# What the exercise asks
Exclude any images and output the remaining records exactly.
--------
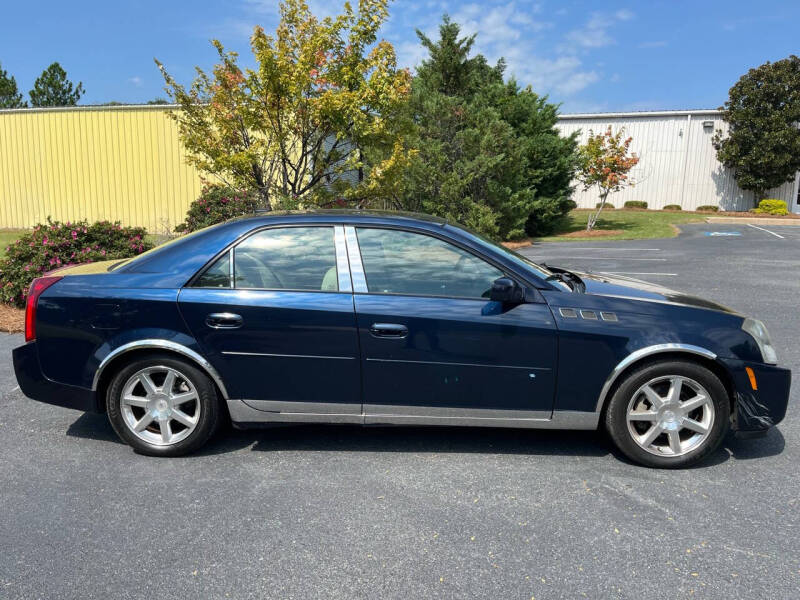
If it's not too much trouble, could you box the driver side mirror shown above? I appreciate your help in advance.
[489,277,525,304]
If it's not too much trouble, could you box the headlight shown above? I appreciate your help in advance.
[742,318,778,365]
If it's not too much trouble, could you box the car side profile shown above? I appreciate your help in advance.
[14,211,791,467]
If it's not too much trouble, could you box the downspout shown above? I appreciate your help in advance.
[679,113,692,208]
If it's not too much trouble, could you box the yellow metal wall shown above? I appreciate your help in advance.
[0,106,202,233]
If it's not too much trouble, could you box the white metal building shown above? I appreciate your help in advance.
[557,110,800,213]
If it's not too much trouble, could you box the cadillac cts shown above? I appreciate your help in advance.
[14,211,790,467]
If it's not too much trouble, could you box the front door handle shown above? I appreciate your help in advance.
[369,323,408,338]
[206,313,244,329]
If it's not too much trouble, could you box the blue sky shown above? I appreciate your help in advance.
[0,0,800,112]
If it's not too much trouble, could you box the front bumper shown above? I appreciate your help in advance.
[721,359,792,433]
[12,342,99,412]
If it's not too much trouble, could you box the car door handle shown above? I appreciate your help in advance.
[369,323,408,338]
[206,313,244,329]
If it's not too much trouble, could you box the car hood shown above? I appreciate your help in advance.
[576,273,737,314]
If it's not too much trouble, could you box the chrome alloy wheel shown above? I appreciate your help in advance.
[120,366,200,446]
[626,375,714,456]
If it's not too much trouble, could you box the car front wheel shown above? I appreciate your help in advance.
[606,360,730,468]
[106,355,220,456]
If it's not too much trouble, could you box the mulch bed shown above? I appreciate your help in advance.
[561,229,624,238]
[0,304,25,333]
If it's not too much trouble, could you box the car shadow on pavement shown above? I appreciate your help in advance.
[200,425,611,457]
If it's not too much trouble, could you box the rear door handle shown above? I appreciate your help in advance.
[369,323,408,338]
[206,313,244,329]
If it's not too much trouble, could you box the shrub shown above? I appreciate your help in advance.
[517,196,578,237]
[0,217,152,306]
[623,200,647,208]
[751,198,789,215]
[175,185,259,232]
--------
# Final result
If it's not too much trouble, could you box the driver side mirror shown above? I appreciate your help in advance.
[489,277,525,304]
If it's not too much trouble, could you box the headlight shown above? I appreciate your help in advance.
[742,318,778,365]
If it's not too much trouble, could you box the car side profile shown above? I appreciate your help in advance.
[14,211,791,467]
If it's not too much trouble, could you box the downspout shown above? I appreciate your help in advance.
[679,113,692,208]
If it's not too much trouble, could you box the yellow metal wall shown above? I appreciate your help in advance.
[0,106,202,233]
If it's not too much trouble, could you box the white metal building shown above? I appreciate your help in advance.
[557,110,800,213]
If it's not too much trouble, could you box the cadillac cts shown above? I appreciate your help in advance.
[14,211,790,467]
If it's not too much trouble, could you box the front door handle shown above? I appreciate your help in advance.
[369,323,408,338]
[206,313,244,329]
If it's not too much trouble, could you box the blue sky shown above? I appreciate your help in advance.
[0,0,800,112]
If it's not too much trouble, could you box the front bumper shown above? I appreciate your help in advance.
[721,359,792,433]
[12,342,99,412]
If it's not too much trouble, could you box the car door handle shown above? I appreciate your help in advance.
[369,323,408,338]
[206,313,244,329]
If it's not too much trouble, could you box the car hood shown above? I appreciate your help in advance.
[576,273,737,314]
If it's not too much trouble, could you box the chrome alloy wheel shown above? I appreciate your help in advance.
[120,366,200,446]
[626,375,714,456]
If it's not too much trouble, could you box the car front wheel shown above? I appreciate your help in advance.
[606,360,730,468]
[106,355,220,456]
If it's not too much trouble, could you box the mulch bed shown above? I appreciate your help in advance.
[561,229,624,238]
[0,304,25,333]
If it's not too much trouble, could you box the car shadow on pavement shown above? I appreciate your help in advance.
[200,425,611,457]
If it's not too much trouble, could you box the rear door handle shown above? I appreciate your help in advance.
[369,323,408,338]
[206,313,244,329]
If it's not too much trouble, could you box the shrub shown above? I appreciate your help in advance.
[517,196,578,237]
[0,217,152,306]
[623,200,647,208]
[751,198,789,215]
[175,185,259,232]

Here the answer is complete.